ACTIVITY: Pick each line containing "lunar" out of the records.
Start of Block
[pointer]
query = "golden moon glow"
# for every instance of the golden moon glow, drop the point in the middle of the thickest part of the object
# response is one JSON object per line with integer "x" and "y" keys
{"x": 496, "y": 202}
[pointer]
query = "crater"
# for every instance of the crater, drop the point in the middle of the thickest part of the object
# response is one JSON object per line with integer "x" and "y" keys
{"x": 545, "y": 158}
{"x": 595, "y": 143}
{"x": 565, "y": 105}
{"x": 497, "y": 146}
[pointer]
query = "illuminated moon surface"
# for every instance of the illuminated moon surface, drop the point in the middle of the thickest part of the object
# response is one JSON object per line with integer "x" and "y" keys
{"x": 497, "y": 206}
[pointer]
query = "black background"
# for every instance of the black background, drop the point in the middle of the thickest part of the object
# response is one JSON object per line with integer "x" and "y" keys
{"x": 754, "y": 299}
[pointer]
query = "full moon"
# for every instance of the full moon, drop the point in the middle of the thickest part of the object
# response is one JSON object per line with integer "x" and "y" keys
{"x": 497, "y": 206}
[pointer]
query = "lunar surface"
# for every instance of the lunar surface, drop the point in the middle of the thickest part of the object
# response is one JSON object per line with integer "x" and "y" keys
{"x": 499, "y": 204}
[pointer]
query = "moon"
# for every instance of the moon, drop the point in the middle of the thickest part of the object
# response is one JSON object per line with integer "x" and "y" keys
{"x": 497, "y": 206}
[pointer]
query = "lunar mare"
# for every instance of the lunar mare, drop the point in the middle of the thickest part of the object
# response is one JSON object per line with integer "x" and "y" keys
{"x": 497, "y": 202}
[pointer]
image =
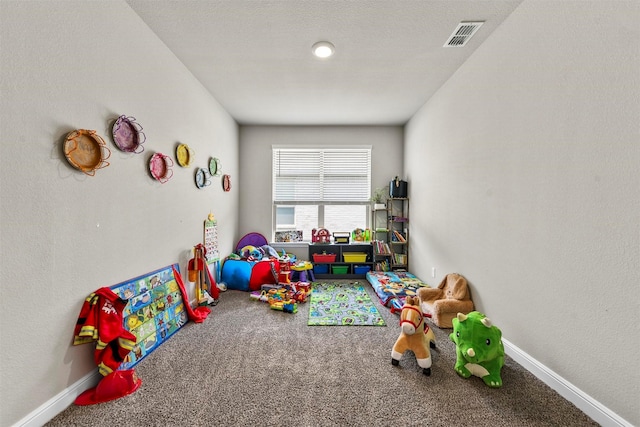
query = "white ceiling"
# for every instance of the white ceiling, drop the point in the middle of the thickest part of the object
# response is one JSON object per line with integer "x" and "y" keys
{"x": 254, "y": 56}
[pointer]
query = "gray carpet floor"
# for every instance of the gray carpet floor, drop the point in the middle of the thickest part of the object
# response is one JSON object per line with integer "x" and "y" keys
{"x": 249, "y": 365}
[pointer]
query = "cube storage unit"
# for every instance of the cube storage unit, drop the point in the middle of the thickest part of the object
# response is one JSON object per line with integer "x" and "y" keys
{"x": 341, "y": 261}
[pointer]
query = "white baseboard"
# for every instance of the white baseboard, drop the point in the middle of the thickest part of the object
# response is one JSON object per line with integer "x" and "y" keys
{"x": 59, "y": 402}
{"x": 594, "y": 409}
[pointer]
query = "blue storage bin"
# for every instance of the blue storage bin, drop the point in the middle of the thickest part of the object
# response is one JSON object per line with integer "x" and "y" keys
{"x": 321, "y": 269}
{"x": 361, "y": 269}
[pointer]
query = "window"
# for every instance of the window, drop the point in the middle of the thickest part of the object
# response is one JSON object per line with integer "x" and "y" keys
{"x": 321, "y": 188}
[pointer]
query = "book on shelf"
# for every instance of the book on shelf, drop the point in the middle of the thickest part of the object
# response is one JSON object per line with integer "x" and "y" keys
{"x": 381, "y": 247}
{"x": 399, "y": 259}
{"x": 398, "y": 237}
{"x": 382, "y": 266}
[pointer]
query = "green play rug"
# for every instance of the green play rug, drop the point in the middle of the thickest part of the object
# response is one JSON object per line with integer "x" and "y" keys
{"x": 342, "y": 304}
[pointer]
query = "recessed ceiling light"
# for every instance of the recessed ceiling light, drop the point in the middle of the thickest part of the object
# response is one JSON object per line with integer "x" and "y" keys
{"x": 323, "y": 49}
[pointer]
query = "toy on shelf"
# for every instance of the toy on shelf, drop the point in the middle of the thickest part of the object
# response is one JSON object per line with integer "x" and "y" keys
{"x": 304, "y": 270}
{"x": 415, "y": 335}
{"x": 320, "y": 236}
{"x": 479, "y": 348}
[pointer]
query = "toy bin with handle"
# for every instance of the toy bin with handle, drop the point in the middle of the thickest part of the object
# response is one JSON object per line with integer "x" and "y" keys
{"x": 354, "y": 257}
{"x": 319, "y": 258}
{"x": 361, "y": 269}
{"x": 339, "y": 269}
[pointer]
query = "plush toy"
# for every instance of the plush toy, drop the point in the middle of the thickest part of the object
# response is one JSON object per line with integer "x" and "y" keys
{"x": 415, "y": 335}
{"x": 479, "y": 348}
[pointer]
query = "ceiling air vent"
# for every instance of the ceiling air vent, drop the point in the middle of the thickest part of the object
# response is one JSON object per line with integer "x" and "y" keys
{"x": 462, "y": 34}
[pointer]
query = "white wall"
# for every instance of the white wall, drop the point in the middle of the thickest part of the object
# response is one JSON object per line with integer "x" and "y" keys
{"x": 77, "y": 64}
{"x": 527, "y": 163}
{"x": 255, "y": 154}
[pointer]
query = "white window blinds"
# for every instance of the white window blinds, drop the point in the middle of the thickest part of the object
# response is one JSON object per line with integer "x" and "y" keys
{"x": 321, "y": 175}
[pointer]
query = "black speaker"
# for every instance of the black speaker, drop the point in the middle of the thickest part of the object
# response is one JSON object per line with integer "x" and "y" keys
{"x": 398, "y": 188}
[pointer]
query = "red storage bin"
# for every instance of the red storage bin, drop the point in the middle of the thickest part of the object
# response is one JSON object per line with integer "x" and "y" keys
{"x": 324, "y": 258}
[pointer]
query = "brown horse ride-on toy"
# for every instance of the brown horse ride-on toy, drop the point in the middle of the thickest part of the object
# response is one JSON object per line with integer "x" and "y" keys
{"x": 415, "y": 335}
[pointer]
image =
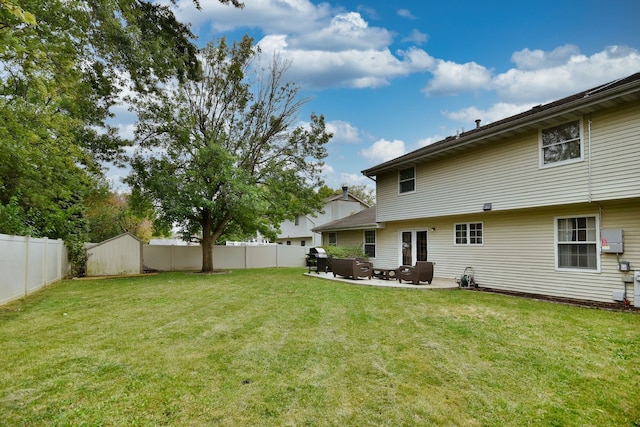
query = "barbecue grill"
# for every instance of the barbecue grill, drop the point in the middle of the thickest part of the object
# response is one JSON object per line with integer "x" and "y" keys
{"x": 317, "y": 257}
End of Block
Start of Block
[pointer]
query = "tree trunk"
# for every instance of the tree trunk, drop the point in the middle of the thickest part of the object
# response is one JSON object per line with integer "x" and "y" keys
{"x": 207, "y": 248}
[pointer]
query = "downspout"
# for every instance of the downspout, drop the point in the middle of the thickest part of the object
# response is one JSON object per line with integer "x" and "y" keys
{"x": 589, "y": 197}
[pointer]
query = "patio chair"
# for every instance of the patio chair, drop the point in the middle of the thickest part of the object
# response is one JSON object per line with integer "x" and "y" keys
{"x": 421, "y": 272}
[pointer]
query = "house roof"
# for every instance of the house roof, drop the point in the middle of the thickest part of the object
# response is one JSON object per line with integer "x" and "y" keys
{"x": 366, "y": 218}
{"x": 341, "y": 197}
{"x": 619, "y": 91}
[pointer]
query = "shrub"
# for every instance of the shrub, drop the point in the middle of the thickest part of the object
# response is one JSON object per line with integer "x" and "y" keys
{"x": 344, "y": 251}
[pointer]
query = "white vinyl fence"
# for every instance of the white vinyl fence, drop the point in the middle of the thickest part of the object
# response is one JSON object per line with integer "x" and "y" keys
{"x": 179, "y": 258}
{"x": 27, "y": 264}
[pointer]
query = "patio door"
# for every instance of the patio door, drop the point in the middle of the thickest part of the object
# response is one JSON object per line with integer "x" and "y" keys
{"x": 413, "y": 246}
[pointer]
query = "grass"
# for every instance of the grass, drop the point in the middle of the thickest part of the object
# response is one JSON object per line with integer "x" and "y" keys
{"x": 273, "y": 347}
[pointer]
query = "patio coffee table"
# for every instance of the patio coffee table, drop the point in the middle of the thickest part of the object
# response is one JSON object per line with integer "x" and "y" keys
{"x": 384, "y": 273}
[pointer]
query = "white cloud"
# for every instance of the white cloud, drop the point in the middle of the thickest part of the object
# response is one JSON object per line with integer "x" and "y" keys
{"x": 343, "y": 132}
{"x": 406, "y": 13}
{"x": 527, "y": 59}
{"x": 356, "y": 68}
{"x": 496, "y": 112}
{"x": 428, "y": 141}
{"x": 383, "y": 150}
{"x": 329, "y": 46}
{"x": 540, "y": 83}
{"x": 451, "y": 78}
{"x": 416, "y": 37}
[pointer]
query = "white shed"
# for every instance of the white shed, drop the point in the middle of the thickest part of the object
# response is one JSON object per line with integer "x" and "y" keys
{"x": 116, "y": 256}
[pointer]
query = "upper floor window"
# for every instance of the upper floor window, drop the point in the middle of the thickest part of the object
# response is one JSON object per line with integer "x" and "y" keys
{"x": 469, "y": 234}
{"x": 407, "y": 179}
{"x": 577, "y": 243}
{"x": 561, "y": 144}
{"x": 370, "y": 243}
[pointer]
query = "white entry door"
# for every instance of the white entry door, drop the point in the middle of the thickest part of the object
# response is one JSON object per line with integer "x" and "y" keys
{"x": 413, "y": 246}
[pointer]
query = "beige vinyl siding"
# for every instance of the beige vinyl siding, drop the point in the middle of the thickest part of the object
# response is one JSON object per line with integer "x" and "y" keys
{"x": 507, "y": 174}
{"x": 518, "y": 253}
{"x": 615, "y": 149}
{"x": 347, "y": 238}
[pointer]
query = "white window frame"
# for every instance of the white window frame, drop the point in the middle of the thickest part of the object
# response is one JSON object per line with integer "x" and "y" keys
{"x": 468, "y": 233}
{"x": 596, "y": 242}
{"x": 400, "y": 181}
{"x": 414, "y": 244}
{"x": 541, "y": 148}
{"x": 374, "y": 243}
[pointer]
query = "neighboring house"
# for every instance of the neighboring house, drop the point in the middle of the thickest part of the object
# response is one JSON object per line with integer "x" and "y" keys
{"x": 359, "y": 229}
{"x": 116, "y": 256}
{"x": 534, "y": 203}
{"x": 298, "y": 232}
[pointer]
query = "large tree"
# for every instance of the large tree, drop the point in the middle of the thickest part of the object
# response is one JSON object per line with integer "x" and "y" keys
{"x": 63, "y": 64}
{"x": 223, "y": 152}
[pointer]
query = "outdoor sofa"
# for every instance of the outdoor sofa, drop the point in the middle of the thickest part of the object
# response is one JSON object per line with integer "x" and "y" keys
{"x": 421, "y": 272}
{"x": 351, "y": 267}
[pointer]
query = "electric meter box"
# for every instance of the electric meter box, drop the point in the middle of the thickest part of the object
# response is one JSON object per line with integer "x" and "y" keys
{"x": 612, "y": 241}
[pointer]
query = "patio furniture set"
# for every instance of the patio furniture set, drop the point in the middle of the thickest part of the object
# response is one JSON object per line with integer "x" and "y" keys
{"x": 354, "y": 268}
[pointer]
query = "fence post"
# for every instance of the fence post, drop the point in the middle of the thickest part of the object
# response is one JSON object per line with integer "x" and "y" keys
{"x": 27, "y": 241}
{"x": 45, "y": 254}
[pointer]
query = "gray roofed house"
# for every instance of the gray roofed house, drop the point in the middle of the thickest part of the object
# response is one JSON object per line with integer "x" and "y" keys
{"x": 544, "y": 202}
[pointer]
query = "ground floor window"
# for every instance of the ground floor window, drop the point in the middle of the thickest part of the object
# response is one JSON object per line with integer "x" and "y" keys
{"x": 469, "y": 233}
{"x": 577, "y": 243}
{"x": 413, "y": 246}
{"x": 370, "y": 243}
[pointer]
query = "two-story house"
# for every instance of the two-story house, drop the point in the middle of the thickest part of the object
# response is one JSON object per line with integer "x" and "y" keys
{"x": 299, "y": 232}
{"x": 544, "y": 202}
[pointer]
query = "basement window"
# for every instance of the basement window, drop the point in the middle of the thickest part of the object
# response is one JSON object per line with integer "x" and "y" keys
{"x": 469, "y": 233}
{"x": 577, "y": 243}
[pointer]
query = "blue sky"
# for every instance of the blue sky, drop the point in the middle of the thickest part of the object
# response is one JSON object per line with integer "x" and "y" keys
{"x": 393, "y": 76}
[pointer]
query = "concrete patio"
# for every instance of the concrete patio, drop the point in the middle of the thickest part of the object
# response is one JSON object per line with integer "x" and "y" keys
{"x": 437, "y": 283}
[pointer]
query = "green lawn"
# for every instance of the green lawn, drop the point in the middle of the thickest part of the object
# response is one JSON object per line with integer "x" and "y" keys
End of Block
YOUR RESPONSE:
query = "lunar surface"
# for every instance of the lunar surface, drop the point in the middle of the thickest part of the object
query = "lunar mare"
# for every instance of the lunar mare, drop the point in the middle of the thickest part of the object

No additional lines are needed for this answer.